◆ Given instruction ◆
Convert the listing, from the line containing "Task: please point out the tattooed" through the line containing "<point>156,214</point>", into a Markdown table with the columns Row and Line. Give each line its own numbered row and omit any blank lines.

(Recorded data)
· · ·

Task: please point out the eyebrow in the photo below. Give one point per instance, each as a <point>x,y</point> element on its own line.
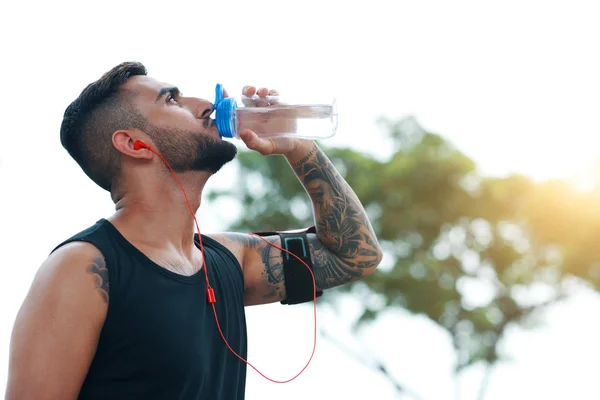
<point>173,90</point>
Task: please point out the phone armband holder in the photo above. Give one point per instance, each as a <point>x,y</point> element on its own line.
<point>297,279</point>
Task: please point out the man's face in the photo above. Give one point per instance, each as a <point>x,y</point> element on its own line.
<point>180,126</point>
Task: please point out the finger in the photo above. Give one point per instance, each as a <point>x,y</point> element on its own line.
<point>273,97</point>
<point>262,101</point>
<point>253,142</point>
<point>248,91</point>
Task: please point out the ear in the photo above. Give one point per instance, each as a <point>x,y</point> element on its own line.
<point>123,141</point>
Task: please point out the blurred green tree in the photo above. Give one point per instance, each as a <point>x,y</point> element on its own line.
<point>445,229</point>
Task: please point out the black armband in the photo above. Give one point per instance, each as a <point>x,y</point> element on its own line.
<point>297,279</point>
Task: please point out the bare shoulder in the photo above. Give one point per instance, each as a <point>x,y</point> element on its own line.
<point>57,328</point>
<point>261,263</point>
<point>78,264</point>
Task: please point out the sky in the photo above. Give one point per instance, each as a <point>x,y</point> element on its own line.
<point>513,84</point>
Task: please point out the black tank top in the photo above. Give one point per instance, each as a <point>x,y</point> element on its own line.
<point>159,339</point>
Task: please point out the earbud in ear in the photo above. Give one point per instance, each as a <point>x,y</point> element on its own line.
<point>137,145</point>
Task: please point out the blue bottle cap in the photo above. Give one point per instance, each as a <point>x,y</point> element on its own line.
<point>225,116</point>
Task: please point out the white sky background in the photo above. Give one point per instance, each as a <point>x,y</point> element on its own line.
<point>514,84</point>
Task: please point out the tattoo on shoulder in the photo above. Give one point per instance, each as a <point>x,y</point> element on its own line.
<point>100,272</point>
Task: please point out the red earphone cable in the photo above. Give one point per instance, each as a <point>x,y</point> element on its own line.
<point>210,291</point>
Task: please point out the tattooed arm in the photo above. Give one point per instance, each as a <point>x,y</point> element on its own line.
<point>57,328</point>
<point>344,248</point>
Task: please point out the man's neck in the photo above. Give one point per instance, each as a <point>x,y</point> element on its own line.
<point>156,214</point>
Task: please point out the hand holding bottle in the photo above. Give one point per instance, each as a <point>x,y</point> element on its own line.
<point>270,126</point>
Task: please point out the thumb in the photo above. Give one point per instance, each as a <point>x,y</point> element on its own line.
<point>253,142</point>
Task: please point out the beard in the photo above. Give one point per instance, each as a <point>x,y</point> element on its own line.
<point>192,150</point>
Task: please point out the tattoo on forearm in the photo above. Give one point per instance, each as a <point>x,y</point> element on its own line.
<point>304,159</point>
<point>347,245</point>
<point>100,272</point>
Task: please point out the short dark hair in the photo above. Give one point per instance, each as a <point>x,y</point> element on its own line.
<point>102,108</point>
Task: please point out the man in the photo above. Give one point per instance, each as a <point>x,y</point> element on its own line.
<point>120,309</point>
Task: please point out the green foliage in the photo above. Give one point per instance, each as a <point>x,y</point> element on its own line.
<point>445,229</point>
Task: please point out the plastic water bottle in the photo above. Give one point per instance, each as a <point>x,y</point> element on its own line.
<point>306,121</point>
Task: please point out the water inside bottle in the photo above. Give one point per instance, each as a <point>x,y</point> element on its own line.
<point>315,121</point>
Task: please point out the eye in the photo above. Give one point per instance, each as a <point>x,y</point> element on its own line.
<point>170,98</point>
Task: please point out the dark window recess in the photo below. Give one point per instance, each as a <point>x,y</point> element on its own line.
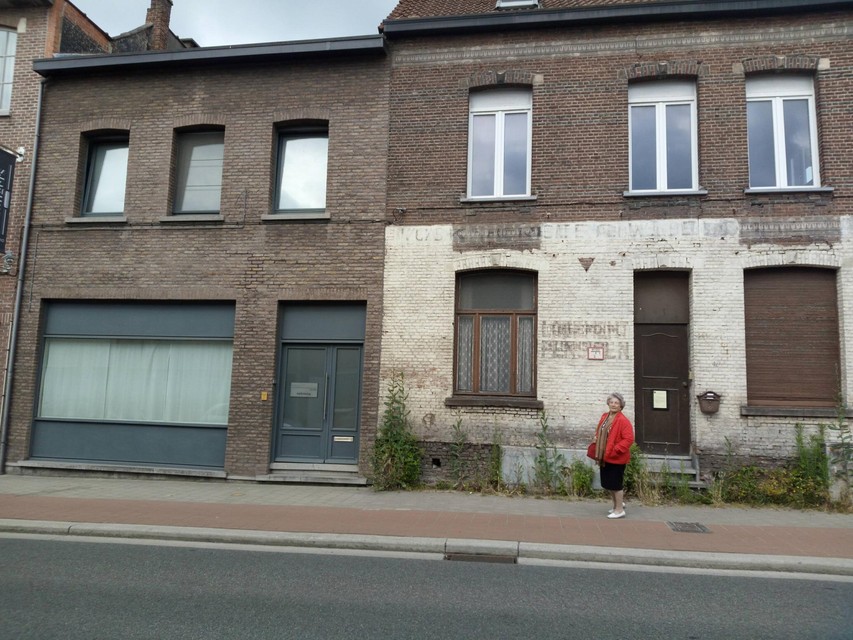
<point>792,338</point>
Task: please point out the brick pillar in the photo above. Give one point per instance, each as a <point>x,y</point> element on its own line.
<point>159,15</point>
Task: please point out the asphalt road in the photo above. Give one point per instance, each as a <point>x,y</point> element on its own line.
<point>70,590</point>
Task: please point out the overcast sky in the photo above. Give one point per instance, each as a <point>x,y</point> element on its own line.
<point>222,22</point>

· · ·

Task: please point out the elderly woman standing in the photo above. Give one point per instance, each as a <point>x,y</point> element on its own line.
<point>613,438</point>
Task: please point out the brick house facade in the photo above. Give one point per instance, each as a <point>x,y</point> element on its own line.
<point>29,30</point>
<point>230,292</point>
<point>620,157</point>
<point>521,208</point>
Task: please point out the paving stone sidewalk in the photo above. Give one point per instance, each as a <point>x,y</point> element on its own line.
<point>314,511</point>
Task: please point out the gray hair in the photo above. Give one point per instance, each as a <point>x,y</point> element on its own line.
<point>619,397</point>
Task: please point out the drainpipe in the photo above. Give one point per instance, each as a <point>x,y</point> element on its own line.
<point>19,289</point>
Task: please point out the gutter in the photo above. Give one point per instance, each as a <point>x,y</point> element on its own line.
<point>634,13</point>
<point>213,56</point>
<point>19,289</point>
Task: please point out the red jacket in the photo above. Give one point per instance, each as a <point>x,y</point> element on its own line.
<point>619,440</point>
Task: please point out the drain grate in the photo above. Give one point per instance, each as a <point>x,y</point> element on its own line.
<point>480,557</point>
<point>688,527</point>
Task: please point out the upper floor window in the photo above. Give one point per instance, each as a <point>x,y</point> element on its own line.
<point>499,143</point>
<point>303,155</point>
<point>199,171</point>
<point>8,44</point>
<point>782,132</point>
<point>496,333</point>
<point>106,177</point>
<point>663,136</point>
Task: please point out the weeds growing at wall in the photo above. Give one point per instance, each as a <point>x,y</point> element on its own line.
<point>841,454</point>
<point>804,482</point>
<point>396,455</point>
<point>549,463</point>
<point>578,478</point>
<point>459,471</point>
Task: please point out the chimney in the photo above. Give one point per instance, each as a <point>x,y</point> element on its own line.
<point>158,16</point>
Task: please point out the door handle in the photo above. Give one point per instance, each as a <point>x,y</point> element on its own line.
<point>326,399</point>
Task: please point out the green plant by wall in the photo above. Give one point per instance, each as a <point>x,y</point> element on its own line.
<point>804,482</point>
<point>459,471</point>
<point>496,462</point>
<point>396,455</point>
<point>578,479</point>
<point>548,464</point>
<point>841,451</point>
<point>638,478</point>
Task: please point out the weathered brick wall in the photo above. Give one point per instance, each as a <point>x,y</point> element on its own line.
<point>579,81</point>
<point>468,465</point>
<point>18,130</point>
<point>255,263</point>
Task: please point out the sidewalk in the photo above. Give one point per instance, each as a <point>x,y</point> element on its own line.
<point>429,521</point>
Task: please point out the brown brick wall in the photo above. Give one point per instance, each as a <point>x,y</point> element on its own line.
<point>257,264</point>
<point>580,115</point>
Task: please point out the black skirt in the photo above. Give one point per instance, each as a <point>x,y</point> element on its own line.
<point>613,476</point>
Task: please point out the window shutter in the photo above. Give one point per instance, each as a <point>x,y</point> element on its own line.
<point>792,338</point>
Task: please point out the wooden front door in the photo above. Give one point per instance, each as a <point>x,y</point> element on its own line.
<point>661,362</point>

· · ·

◆ Final answer ◆
| Row | Line |
|---|---|
| 1 | Task: please point out the tattooed arm in the photo above. Give one point per instance, each as a <point>x,y</point> element on its own line. |
| 2 | <point>57,328</point> |
| 3 | <point>344,248</point> |
| 4 | Task: please point out the man's neck in the photo above. Give one point per instance, each as a <point>x,y</point> element on its own line. |
| 5 | <point>156,214</point> |